** Written request A **
According to the article on the CBN ownership rule, what enforcement does the CBN say the move supports?
** Written request B **
Reproduce the portion of the rows that opens with the line containing "TARGET = blue-gray wall in next room" and continues through the final row, copying every line without alteration.

** Document text **
[start]

CBN UBO Rule Targets Ownership Disclosure in Fintech

Nigeria’s CBN now wants fintechs, PSPs, and banks to disclose ultimate beneficial owners. The rule aims to tighten AML controls in payments.

Policy & Regulation
TL;DR Tara's profile

Written by TL;DR Tara

Published June 29, 2026•Updated June 29, 2026

In Short

  • The Central Bank of Nigeria (CBN) has issued a new directive on ownership transparency across banks and payment firms.
  • Regulated fintechs must identify and disclose their ultimate beneficial owners, meaning the real people who control the business.
  • The CBN says the move supports anti-money laundering and counter-terrorism financing enforcement.

What Happened

The CBN has introduced an Ultimate Beneficial Owners (UBO) disclosure requirement for Nigerian fintech solutions and other regulated financial institutions.

[end]

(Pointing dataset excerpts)
[start]

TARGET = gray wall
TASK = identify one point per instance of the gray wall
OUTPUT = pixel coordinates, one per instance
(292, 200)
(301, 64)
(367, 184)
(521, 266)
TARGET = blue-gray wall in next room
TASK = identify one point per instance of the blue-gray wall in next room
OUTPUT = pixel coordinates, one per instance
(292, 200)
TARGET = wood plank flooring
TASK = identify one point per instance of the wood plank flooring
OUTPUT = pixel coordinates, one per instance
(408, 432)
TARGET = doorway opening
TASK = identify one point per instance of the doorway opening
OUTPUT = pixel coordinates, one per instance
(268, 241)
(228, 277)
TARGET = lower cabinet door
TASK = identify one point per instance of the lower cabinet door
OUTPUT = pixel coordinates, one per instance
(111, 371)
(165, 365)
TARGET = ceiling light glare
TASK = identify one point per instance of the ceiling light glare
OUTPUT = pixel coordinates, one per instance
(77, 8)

[end]

** Final answer A **
Anti-money laundering and counter-terrorism financing enforcement.

** Final answer B **
TARGET = blue-gray wall in next room
TASK = identify one point per instance of the blue-gray wall in next room
OUTPUT = pixel coordinates, one per instance
(292, 200)
TARGET = wood plank flooring
TASK = identify one point per instance of the wood plank flooring
OUTPUT = pixel coordinates, one per instance
(408, 432)
TARGET = doorway opening
TASK = identify one point per instance of the doorway opening
OUTPUT = pixel coordinates, one per instance
(268, 241)
(228, 277)
TARGET = lower cabinet door
TASK = identify one point per instance of the lower cabinet door
OUTPUT = pixel coordinates, one per instance
(111, 371)
(165, 365)
TARGET = ceiling light glare
TASK = identify one point per instance of the ceiling light glare
OUTPUT = pixel coordinates, one per instance
(77, 8)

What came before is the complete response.